• _Your assignment_
All the lines below should be set down exactly, with no picture carried into the copy.

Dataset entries
----

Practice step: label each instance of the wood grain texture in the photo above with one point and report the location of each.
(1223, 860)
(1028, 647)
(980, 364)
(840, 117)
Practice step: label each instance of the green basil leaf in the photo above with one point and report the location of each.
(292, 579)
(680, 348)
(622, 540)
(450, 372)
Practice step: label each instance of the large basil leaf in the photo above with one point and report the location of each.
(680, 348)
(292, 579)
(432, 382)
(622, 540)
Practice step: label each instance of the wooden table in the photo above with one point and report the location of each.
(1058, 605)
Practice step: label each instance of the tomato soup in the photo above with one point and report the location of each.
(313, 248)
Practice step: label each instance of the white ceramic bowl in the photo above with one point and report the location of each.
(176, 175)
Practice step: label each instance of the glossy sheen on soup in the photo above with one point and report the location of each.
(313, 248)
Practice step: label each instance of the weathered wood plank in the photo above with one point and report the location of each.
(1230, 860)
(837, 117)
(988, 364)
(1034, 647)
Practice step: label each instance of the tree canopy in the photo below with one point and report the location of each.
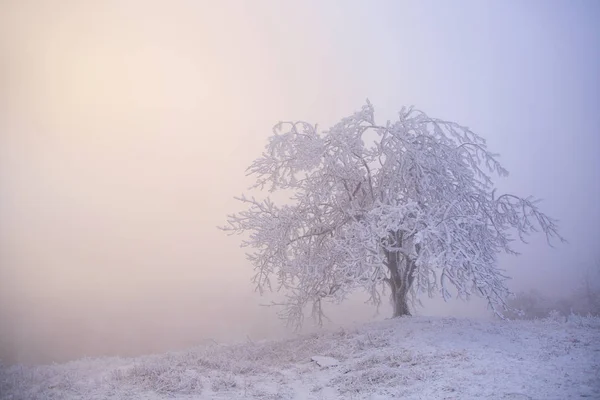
(408, 205)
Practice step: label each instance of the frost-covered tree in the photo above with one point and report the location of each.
(408, 205)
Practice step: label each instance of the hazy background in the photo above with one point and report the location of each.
(126, 126)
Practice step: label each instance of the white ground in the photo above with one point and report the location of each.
(408, 358)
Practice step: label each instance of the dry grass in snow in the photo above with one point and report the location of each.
(408, 358)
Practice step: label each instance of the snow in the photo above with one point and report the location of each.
(325, 361)
(408, 358)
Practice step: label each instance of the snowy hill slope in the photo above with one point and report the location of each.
(409, 358)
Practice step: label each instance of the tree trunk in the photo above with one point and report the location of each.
(399, 296)
(401, 269)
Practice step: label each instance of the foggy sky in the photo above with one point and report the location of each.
(126, 127)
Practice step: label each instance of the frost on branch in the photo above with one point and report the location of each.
(408, 206)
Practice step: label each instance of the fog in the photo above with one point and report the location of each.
(126, 128)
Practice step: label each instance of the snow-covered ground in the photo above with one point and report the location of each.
(408, 358)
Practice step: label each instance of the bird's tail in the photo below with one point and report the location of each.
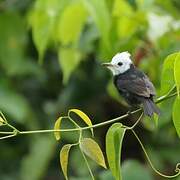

----

• _Solution to this exercise_
Practice step: label each instance of the wood grain texture in the photo above with one point and report the location of each.
(1223, 860)
(1028, 647)
(980, 364)
(840, 117)
Practice step: label each instance of the green basil leaf in the photo above with one point and report the location of each.
(292, 579)
(680, 348)
(622, 540)
(450, 372)
Practice step: label each instance of the large basil leaf in the photo above with one point and report the location of each.
(680, 348)
(292, 579)
(432, 382)
(622, 540)
Practice step: label each instance of the wooden table in the photo above with one point and report the location of each.
(1058, 605)
Practice step: label each instance of the tomato soup in the photo above with one point and report the location of each.
(313, 248)
Practice step: label each instance of the white ceramic bowl in the photo above with one point and report the location of each.
(176, 175)
Practice step: label each instance of the glossy sheen on soup in the photo above with one point and report the location of each.
(313, 248)
Practice step: label each instance of the weathered wood plank in the photo above with one point and report the location of each.
(1230, 860)
(837, 117)
(988, 364)
(1034, 647)
Practice step: label each instance of the tree canopy in the photo below with one point and report the location of each.
(408, 205)
Practice step: label each instance of the frost-covered tree in the photo above with one point and report the location of each.
(408, 205)
Practice step: label each instance of the hazy background in the photo above with one point and report the location of each.
(126, 126)
Practice step: label each instance of the white ground in the photo above with one point and report the location of each.
(408, 358)
Practice step: label each instance of the dry grass in snow in the photo above with one point and report the location of each.
(408, 358)
Practice step: label each instance of the snow in the photo above with one point and report the location of each.
(325, 361)
(408, 358)
Practice step: label each instance of the snowy hill slope in the photo above with one point and report the location of each.
(409, 358)
Practice step: label each instance of the tree trunk in the photo above with one point and report the location of each.
(399, 296)
(401, 269)
Practice step: label each instance of the foggy sky in the photo above with one point and report the location of each.
(126, 127)
Practice step: label each instance of the frost on branch in the photo above with one point and report the location of each.
(408, 206)
Practice step: label each instance of the fog in the photo above with one point and report the location of each.
(126, 128)
Practice step: label each instance of the snow-covered ground in the photo above with one point and report the location of each.
(408, 358)
Practice step: label each instance of the bird's tail in the photo below with one point and report the location of each.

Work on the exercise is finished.